### [Vorliegender Textauszug]
=====

Die Protokolle für die HSZT-Behandlung, bei der von der US Food and Drug Administration zugelassene Chemotherapeutika verwendet werden, sind unterschiedlich intensiv. Die in den Vereinigten Staaten am häufigsten verwendete Form der HSZT ist eine Kombination aus vier Chemotherapeutika, die BEAM genannt wird, sagt Dr. Cohen. „BEAM gilt als mittelintensiv im Vergleich zu aggressiveren myeloablativen Therapien – d. h. sie zerstören Knochenmarkzellen -, bei denen entweder eine Ganzkörperbestrahlung oder hohe Dosen des Chemotherapeutikums Busulfan eingesetzt werden. Diese aggressiveren Therapien gelten als wirksamer, haben aber mehr Nebenwirkungen, so dass sie seltener eingesetzt werden, fügt Dr. Cohen hinzu.

=====

### [Auflistung]
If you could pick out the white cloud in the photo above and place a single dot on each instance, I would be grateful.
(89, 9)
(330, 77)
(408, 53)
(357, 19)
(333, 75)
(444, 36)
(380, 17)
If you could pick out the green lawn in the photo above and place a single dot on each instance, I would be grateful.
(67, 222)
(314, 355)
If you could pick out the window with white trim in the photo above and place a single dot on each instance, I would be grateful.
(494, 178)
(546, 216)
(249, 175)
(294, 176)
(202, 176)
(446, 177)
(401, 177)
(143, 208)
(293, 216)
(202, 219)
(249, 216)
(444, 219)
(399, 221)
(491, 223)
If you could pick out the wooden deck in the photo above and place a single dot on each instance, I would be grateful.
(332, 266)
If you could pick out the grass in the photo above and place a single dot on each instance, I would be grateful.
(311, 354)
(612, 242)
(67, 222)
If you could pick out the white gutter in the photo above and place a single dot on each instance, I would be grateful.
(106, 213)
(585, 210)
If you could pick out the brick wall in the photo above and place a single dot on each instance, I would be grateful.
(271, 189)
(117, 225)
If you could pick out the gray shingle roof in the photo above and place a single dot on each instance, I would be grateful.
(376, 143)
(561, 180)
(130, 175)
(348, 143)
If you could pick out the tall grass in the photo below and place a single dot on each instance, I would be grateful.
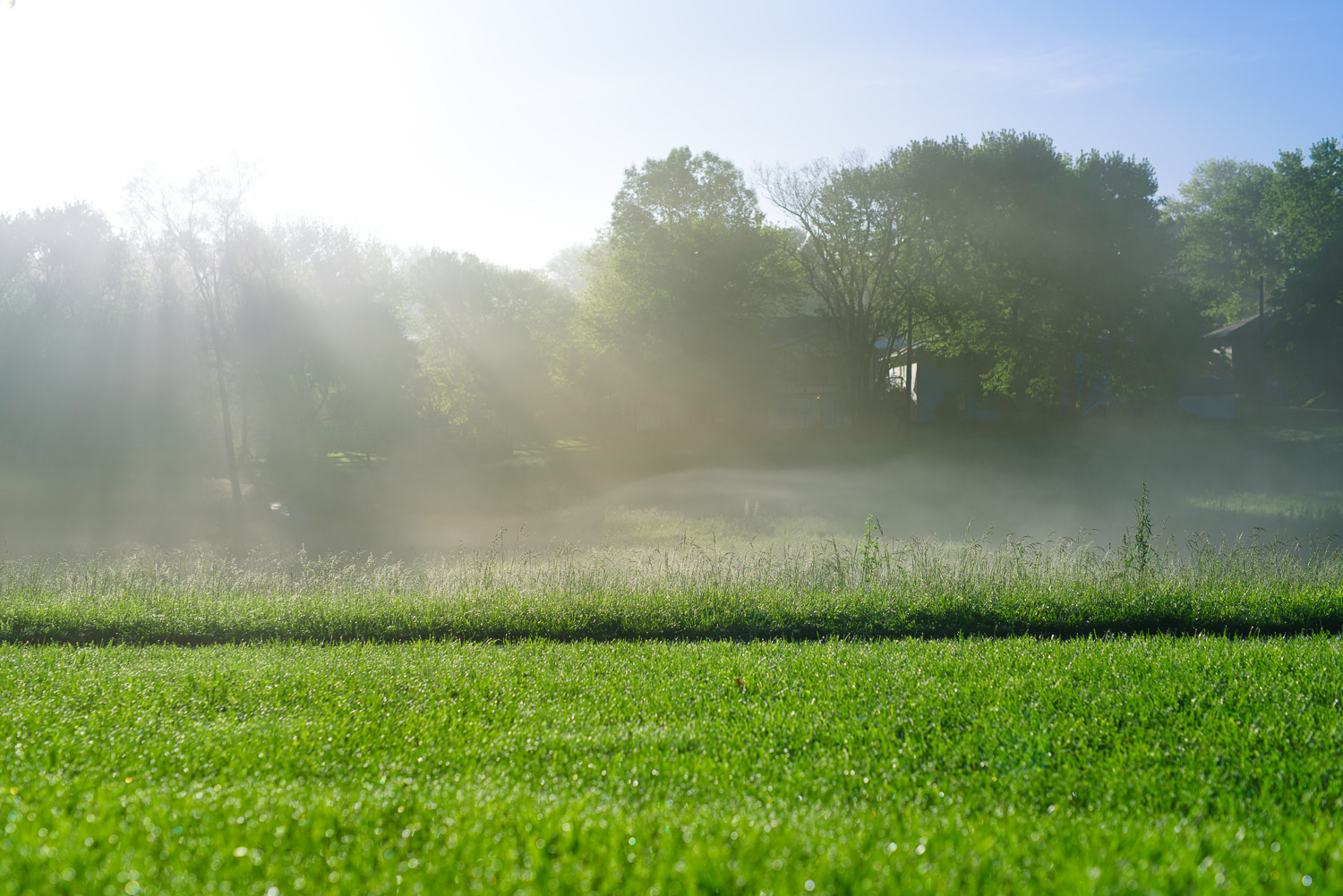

=====

### [Aufgaben zum Text]
1. Liste alle Merkmale auf, die der Textauszug zur HSZT-Behandlung den aggressiveren myeloablativen Therapien zuschreibt.
2. Führe den Textauszug zur HSZT-Behandlung im selben Stil ab seinem letzten Satz fort.

### [Lösungen je Aufgabe]
1.
- Sie zerstören Knochenmarkzellen.
- Bei ihnen wird entweder eine Ganzkörperbestrahlung oder werden hohe Dosen des Chemotherapeutikums Busulfan eingesetzt.
- Sie gelten als wirksamer.
- Sie haben mehr Nebenwirkungen.
- Sie werden seltener eingesetzt.

2.
Dr. Burt verwendet eine nicht-myeloablative Therapie, bei der ein weniger intensives, niedriger dosiertes Chemotherapeutikum Cyclophosphamid eingesetzt wird und das Knochenmark nicht vollständig zerstört wird. „Unser Ziel ist es, die Behandlung wirksam und gleichzeitig so sicher wie möglich zu gestalten. Theoretisch ist das aggressivere Schema wirksamer, aber ich glaube, dass mehr nicht unbedingt besser ist.“

Dr. Burt gibt jedoch zu bedenken, dass bisher keine randomisierte Studie durchgeführt wurde, in der nicht-myeloablative mit aggressiveren Therapien verglichen wurden.

Wer kommt in Frage?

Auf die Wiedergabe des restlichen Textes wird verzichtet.